「銭湯って、シンプルに気持ち良い。あと地方でも東京でも、その町の特色が凝縮されているんですよ。だから面白くて好きなんですよね」
こう言って笑うのは、東京都北区にある銭湯「十條湯」の新店長・湊研雄さん(28)だ。これまで全国で数百軒の銭湯を訪れてきたという研雄さん。若き番頭の挑戦が今、銭湯業界を賑わせている――。
京都府にある「サウナの梅湯」を始め、町の銭湯再生を行う「ゆとなみ社」。兄の湊三次郎さん(30)が社長で滋賀県の「都湯」と「容輝湯」、京都府の「源湯」と4軒を事業継承してきた。
今回の「十條湯」は「ゆとなみ社」にとって初の東京進出で、コンサルのような形。研雄さんは今年8月から「店長」に昇格。「ゆとなみ社」の出向社員として、なんと“住み込み”で働いているという。
令和の時代に、いったいなぜ? そこには銭湯業界の直面する厳しい現実があった。昭和40年代には東京都内に2,600件以上もあったという銭湯。しかし経営者の高齢化などを理由に、その数は今やおよそ500件まで減少。実に5分の1以下に落ち込むほど衰退しているのだ。
「銭湯が廃業していく大きな原因に、経営者の高齢化があります。十条駅周辺も、最盛期は10軒ほどの銭湯があったそうです。しかし、今ではこの十條湯だけになってしまいました」
埼玉県川口市にある「喜楽湯」で4年間働いていたという研雄さん。そのときから客として「十條湯」に通っていたという。

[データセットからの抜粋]

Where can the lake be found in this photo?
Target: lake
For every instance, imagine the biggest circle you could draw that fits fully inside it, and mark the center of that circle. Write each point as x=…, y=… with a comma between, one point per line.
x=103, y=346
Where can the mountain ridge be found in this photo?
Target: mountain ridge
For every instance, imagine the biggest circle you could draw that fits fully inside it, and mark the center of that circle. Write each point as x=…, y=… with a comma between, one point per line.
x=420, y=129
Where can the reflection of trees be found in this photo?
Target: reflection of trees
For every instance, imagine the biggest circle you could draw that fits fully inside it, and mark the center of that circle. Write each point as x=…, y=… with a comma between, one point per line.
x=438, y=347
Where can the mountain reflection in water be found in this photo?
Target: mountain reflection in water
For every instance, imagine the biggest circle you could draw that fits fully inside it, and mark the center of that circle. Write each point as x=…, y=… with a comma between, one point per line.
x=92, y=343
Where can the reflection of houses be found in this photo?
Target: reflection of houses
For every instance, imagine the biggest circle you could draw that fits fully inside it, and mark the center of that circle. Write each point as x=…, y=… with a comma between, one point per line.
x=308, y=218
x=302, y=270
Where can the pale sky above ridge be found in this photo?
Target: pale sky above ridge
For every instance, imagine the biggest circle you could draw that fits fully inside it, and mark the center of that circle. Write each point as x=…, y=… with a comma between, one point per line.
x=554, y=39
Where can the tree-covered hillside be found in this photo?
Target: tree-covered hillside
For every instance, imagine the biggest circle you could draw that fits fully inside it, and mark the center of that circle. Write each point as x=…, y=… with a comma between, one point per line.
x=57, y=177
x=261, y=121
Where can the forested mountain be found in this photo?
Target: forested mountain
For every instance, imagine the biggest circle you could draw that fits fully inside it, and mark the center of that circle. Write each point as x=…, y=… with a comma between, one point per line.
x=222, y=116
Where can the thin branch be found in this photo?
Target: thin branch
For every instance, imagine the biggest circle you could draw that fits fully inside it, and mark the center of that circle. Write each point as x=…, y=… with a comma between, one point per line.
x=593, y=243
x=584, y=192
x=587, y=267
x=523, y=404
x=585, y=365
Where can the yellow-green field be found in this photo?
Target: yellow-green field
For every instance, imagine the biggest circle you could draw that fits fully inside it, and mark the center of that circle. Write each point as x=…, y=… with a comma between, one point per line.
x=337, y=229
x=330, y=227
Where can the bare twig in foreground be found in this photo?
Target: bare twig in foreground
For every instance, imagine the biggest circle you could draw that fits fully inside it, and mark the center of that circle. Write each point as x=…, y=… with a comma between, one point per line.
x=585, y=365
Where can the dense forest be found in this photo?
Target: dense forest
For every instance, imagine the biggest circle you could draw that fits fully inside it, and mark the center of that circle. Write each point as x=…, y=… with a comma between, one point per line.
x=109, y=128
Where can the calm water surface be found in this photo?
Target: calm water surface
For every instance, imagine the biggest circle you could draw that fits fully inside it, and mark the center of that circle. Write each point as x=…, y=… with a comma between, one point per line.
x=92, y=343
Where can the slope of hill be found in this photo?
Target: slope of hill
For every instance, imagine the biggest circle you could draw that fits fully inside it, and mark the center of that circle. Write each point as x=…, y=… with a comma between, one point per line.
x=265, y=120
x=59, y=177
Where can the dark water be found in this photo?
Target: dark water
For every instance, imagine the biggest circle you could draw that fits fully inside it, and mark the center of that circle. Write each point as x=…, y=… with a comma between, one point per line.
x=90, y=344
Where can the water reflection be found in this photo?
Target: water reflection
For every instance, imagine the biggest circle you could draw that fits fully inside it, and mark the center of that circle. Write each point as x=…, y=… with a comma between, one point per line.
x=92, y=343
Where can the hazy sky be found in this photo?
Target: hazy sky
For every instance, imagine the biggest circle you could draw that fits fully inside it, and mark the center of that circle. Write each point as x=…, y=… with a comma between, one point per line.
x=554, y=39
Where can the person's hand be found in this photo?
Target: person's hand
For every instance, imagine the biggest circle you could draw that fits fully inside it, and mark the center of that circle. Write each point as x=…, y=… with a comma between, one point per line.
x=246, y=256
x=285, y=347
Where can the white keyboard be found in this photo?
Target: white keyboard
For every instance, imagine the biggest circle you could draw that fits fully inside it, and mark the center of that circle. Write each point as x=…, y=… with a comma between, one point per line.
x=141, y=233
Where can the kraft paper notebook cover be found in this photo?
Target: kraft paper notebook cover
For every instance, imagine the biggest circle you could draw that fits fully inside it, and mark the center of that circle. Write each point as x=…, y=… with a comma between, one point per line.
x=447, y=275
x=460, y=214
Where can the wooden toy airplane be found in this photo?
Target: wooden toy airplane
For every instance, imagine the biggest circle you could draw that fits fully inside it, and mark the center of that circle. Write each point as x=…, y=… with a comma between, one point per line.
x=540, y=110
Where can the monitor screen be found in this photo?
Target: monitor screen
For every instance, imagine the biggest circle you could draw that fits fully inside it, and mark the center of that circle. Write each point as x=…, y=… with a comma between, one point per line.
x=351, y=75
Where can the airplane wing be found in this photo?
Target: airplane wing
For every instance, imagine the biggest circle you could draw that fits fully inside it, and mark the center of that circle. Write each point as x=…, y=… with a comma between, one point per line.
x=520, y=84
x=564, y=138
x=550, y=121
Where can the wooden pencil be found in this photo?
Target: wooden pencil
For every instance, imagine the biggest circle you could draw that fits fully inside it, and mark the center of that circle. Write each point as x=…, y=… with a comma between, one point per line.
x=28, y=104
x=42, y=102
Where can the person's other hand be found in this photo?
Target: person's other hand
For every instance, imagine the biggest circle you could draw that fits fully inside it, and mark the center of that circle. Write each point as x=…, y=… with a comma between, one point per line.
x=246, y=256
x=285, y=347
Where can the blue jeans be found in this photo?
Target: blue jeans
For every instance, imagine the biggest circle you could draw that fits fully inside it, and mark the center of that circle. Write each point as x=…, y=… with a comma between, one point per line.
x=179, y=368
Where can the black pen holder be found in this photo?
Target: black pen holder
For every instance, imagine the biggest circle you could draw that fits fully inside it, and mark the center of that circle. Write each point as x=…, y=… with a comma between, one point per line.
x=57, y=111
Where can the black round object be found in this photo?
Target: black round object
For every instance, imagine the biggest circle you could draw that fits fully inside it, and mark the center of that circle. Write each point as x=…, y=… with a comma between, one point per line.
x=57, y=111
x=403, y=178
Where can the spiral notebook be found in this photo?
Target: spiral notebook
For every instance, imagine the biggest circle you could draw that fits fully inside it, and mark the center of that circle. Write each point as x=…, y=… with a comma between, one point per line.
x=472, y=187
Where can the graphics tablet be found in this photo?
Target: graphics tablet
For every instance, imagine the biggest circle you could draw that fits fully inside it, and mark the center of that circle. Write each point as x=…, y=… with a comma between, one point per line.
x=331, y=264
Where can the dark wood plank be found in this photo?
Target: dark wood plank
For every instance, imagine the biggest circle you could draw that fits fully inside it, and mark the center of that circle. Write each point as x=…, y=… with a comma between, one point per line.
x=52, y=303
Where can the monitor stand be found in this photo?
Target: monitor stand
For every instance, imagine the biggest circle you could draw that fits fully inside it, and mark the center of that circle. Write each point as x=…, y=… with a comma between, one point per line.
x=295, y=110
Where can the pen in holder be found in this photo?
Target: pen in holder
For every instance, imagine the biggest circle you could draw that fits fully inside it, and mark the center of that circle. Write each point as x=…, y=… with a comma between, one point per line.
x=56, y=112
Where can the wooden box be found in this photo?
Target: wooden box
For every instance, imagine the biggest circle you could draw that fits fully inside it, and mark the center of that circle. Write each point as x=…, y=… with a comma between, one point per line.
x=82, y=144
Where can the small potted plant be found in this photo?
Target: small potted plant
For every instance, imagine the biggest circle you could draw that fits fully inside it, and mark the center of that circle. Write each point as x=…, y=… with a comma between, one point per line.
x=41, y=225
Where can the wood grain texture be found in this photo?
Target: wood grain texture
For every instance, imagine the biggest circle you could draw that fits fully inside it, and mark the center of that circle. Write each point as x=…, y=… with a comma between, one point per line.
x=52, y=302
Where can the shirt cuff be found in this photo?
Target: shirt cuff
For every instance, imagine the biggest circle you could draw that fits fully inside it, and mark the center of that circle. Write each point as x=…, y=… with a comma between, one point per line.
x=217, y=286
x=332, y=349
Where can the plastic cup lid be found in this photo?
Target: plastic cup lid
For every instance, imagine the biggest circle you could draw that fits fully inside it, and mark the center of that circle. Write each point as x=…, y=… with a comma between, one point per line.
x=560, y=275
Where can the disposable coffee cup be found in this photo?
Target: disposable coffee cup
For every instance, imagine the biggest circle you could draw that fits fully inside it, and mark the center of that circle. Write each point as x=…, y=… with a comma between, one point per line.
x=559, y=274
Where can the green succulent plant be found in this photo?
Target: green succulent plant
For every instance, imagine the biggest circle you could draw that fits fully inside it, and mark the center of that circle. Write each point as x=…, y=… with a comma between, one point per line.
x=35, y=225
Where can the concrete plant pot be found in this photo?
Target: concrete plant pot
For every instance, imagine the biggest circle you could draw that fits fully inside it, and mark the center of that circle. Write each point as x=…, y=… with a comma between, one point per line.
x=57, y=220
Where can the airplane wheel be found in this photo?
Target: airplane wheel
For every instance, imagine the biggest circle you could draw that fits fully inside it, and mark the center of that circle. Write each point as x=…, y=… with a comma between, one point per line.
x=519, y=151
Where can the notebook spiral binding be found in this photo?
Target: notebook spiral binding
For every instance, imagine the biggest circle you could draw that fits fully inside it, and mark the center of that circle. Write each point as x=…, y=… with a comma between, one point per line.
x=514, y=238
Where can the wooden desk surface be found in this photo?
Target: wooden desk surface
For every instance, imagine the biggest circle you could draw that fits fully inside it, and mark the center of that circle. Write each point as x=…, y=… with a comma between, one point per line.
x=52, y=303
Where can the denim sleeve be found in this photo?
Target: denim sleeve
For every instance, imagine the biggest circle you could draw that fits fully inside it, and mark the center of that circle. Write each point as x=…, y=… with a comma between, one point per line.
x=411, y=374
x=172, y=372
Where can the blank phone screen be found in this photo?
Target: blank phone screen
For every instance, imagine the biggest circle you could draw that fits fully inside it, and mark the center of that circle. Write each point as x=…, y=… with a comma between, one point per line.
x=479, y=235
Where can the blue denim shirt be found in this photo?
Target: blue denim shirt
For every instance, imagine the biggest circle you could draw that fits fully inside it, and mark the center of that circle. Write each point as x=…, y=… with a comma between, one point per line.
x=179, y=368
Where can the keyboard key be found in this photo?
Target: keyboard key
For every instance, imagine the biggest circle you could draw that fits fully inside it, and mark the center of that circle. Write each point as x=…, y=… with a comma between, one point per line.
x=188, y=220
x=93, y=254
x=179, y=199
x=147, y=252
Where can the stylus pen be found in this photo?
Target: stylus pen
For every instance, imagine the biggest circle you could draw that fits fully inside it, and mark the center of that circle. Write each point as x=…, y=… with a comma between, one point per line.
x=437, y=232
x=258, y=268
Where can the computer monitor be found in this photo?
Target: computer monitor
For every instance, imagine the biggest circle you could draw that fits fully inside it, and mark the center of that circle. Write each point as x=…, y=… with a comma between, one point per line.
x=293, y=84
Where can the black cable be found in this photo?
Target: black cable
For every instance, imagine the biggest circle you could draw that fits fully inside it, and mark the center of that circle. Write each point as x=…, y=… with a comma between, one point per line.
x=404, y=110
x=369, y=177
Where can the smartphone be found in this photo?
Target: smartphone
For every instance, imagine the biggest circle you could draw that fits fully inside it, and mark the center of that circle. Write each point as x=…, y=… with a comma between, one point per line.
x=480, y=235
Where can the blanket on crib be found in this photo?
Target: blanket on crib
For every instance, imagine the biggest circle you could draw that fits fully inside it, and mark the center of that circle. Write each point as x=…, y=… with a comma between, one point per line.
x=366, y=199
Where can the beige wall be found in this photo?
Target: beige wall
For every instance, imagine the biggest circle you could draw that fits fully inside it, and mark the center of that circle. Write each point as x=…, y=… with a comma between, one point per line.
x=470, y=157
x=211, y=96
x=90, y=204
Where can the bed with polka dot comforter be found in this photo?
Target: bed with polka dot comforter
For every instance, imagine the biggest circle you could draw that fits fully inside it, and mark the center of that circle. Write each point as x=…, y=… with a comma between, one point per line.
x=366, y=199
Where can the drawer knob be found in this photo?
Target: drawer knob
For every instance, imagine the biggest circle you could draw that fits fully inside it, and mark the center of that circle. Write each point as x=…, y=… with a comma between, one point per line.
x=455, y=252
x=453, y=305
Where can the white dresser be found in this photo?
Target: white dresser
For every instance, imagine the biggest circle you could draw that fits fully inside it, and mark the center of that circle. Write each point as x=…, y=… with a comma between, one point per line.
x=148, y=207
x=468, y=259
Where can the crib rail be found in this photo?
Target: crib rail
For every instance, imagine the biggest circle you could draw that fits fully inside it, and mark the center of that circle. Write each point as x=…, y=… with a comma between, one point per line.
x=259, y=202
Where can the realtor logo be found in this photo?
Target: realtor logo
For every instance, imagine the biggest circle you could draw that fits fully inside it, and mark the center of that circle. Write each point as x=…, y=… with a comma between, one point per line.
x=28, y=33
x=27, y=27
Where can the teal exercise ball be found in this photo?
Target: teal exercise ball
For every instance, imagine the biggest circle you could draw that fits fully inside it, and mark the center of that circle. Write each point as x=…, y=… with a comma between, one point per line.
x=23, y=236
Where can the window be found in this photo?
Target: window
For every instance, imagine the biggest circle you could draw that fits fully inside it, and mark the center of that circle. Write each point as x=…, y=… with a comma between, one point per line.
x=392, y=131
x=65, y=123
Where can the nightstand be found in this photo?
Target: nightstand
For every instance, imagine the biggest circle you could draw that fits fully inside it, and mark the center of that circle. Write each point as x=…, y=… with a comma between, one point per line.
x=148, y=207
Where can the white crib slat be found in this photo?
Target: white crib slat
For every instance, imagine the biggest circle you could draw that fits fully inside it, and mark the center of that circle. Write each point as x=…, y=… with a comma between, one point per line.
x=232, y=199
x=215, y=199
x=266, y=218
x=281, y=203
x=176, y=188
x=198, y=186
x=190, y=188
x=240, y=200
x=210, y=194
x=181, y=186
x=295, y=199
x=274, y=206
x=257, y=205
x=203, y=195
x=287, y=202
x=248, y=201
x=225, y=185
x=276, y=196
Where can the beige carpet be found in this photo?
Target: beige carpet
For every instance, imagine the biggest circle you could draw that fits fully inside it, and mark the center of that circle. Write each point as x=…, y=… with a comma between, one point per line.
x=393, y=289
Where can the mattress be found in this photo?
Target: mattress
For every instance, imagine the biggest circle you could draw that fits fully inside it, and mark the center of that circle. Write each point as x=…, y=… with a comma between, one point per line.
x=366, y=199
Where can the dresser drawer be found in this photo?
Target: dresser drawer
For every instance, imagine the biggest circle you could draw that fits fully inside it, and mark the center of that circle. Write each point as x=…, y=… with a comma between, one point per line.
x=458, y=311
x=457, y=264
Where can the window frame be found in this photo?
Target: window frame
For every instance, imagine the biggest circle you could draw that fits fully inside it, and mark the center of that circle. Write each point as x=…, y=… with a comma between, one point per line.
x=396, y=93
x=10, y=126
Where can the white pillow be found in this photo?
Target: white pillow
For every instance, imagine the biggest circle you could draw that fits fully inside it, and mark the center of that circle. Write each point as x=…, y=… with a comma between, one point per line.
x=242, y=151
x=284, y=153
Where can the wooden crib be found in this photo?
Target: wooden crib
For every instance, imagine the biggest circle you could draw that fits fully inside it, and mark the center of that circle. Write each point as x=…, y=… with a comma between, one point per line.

課題:
十條湯についての記事を、最後の文の後から引き継いで書き進める。

解答欄:
次第に、ご主人や奥さんと会話をする仲に。すると、70歳を超えるご夫妻もまた「体力的に営業を続けていくことが厳しい」と悩みを抱えていることがわかってきた。
「銭湯って、基本的にほとんど休まず営業していますよね。でも『十條湯』は週3日ほど休むようになっていました。すごくいい銭湯なので、このまま無くなってほしくない。だから『お風呂掃除させてもらってもいいですか?』と申し出て、手伝うことになりました」
そして今年1月に「喜楽湯」をやめることになり、研雄さんは本格的に「十條湯」で働くことになった。
「『十條湯』は脱衣所に中2階があって、サウナ利用者専用の休憩スペースがあるんです。また喫茶スペースも併設されているなど、かなり珍しい銭湯です。ポテンシャルも高く『東京でテッペン取れるんじゃないか』と思うほどの魅力を感じました。だから『本格的にお店を手伝うので居候させてください』とお願いしました」
湊さんの真っ直ぐな思いが伝わったことで、「十條湯」の一員として迎えられることに。だが新たな生活が始まった途端、新型コロナウイルスに直面。通常だと気持ちが滅入ってしまうところだが、むしろ「十條湯を残したい」という気持ちが強くなったという。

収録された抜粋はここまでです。